Kutipan Teks
....

Uganda Disanksi Gegara Sahkan Hukuman Mati LGBT, Pengamat: AS Tidak Demokratis

Mediaumat.id – Sebagai kampiunnya demokrasi, sikap Amerika Serikat (AS) yang menjatuhkan sanksi atas Uganda gegara telah mengesahkan hukuman mati bagi kaum LGBT, dinilai justru tidak demokratis.

“Ini jelas-jelas kalau berpegang pada prinsip demokrasi Amerika, ini suatu tindakan yang tidak demokratis” ujar Direktur Forum on Islamic World Studies (FIWS) Farid Wadjdi kepada Mediaumat.id, Kamis (22/6/2023).

Sebab, menurutnya, AS sedang memaksakan pendapatnya ke negara lain. “Kalau demokrasi, seharusnya Amerika berpegang pada prinsip suara rakyat dan menghormati perbedaan pendapat?” cetusnya.

Ia pun menyinggung prinsip demokrasi yang rumornya berpegang pada suara rakyat dan menghormati perbedaan pendapat, dan tegaknya supremasi hukum, tetapi tidak bagi kasus di Uganda.

....

Cuplikan data pelabelan lokasi:
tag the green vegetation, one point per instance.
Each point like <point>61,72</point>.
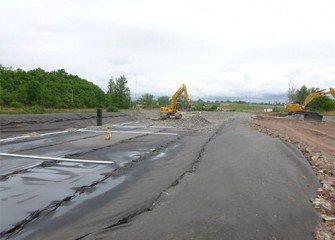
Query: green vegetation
<point>38,91</point>
<point>56,89</point>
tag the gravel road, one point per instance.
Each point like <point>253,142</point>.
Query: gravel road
<point>211,177</point>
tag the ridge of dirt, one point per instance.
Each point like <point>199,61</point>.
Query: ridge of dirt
<point>320,156</point>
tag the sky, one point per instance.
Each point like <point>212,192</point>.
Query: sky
<point>238,50</point>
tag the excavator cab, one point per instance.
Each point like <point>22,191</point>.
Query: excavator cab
<point>173,110</point>
<point>301,108</point>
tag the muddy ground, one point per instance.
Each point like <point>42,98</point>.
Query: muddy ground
<point>204,176</point>
<point>316,140</point>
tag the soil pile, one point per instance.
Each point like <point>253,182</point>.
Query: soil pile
<point>316,141</point>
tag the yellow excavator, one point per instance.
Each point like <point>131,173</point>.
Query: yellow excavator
<point>167,112</point>
<point>301,108</point>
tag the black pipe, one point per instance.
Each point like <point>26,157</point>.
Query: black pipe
<point>99,117</point>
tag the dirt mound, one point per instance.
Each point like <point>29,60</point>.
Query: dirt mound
<point>316,142</point>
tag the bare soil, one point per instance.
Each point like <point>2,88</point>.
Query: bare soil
<point>316,140</point>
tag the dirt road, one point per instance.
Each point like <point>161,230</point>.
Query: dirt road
<point>316,140</point>
<point>210,176</point>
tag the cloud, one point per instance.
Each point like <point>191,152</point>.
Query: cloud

....

Daftar Tugas
1) Sebutkan semua prinsip demokrasi yang disinggung dalam kalimat terakhir artikel tentang sanksi AS terhadap Uganda.
2) Teruskan artikel tentang sanksi AS terhadap Uganda, dimulai tepat setelah kalimat terakhirnya.

Jawaban Akhir
1)
- Berpegang pada suara rakyat
- Menghormati perbedaan pendapat
- Tegaknya supremasi hukum

2)
Terlebih yang dijadikan dasar oleh AS adalah hak asasi manusia (HAM) yang sebelumnya dianggap sebagai bagian dari pandangan universal.

Padahal tidak demikian. “HAM itu suatu pemikiran yang muncul dari Barat dan pandangan hidup tertentu, yaitu kapitalis,” terangnya.

Pun istilah kapitalis maupun kapitalisme, sambungnya, bukanlah pandangan universal. Tetapi pandangan yang didasarkan pada asas sekuler untuk kepentingan para pemilik modal.

Omong Kosong

Makanya, langkah menjatuhkan sanksi atas Uganda ini, kata Farid, juga membuktikan bahwa AS adalah negara diktator berkedok demokrasi. “Ini jelas-jelas menunjukkan Amerika adalah negara diktator yang bertopengkan demokrasi,” tandasnya.

Sehingga, klaim sebagai negara demokrasi hanyalah bualan saja. “Ini menunjukkan bahwa apa yang disebut sebagai negara demokrasi, bahkan mengklaim sebagai kampiunnya demokrasi, ini adalah omong kosong belaka,” imbuh Farid.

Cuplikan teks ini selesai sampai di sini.